* **WORK TASK**
Exactly the lines from the line containing "of the raised" through the final line of the entries below must be returned, and only those, without pictures.

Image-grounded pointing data
——————

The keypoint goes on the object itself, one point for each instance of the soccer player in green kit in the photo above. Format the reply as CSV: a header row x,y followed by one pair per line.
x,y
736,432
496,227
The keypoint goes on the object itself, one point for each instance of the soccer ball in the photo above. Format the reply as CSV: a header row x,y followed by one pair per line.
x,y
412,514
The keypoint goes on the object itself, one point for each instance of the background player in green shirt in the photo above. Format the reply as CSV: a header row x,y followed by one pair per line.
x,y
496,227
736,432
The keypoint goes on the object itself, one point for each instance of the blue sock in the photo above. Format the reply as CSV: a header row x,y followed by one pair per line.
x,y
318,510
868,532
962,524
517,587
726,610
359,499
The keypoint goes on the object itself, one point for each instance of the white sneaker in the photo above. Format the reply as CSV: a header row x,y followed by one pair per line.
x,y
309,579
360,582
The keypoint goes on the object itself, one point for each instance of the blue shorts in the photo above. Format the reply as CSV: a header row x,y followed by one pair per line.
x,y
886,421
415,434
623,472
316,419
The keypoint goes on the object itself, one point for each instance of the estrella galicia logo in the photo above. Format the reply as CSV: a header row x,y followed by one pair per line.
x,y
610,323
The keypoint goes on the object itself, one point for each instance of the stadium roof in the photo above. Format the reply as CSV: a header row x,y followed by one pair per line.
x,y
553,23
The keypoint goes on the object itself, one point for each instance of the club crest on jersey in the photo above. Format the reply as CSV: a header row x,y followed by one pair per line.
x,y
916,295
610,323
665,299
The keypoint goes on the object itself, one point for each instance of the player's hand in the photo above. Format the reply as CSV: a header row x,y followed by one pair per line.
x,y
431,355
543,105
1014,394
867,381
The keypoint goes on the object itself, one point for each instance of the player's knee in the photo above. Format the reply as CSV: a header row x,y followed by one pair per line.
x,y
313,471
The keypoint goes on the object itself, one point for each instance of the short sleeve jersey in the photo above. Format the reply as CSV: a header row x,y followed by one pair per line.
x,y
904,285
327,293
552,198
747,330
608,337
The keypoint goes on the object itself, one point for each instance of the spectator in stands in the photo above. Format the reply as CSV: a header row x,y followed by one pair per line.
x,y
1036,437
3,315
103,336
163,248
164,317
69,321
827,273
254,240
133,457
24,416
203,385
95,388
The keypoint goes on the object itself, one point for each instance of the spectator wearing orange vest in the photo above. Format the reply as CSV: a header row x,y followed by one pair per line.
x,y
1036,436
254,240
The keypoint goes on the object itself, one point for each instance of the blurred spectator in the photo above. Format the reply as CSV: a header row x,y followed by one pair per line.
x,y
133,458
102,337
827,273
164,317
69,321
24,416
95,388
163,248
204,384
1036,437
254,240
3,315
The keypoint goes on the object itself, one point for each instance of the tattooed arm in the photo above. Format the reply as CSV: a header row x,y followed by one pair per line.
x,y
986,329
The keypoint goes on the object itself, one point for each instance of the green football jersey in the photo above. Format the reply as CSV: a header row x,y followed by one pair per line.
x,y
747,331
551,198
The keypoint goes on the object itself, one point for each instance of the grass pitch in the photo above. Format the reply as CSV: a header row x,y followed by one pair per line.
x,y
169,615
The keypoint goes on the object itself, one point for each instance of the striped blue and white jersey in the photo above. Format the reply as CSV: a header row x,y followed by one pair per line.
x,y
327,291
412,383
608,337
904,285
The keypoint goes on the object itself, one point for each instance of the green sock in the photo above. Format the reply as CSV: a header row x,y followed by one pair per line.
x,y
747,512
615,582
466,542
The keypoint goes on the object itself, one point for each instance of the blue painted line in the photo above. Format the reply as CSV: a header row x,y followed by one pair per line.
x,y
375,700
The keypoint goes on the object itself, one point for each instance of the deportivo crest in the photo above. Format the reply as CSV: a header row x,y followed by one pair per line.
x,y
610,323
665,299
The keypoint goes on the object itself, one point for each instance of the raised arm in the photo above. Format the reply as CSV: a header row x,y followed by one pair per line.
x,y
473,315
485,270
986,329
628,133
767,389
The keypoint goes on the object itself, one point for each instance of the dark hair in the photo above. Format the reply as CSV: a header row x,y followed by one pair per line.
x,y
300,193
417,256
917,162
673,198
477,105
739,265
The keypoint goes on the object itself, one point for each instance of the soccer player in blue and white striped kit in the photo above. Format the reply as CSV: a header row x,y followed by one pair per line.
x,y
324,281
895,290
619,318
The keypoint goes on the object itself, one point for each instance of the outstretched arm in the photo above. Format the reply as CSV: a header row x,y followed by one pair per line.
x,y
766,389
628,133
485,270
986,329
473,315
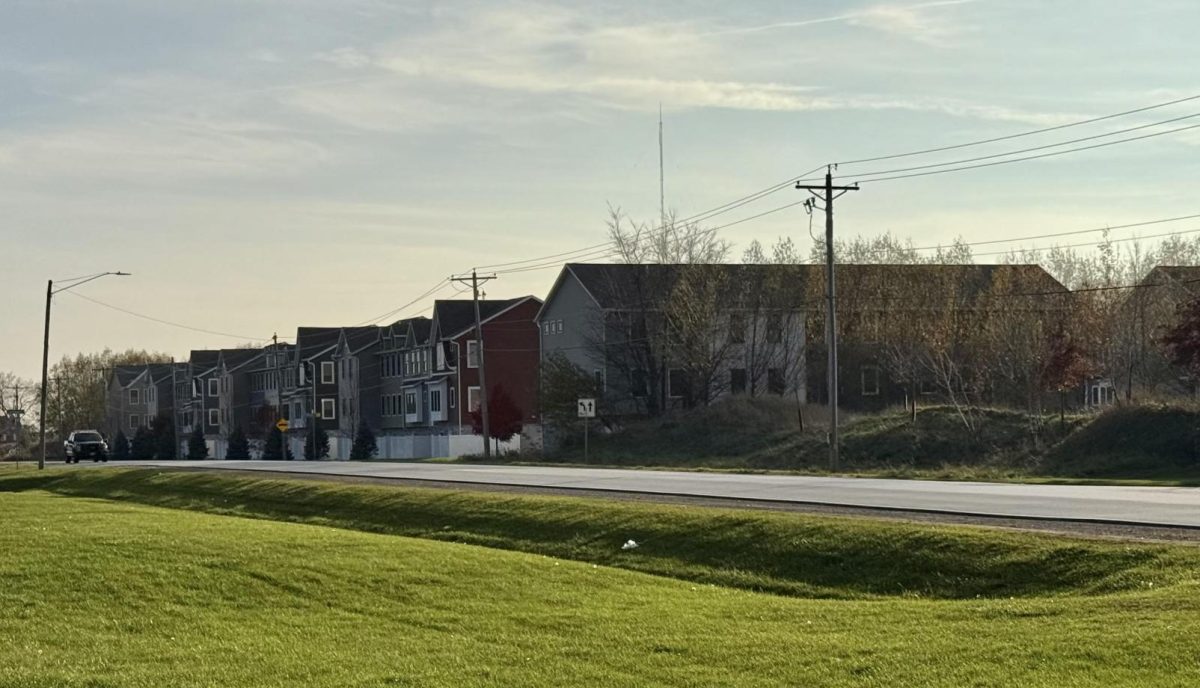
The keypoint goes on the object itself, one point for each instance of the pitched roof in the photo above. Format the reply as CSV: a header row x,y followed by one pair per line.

——————

* **ANSWER SECTION**
The keypoint goes on the object itself, one point for each instance of the raised arm in the photo above. Format the reply as CSV: a header row x,y followed by one pair per line.
x,y
473,315
485,270
986,329
628,133
767,389
The keypoint goes on the object itself, one point for each instance of the dark hair in the photo above. Format the reply as CSV: a header row x,y followed by one pair per line.
x,y
300,193
417,256
917,162
673,198
477,105
739,265
The keypoint goes on the object itself, one point for each instance of the soccer player in blue and white striped kit in the photo above. Format the reply as CSV: a header row x,y followed by one pair per line.
x,y
324,281
895,290
619,318
The keypoint goes on the object itself, one point for each instance of the outstretched arm in the photo above. Format the reply as CSV: a header row x,y followed by one pair per line.
x,y
766,389
628,133
485,270
986,329
473,315
The keypoint goes on the object itself, one point for each instance of the pitched roof in the photo above. Format the reply as CSV: a header row x,y followed by one pair per line.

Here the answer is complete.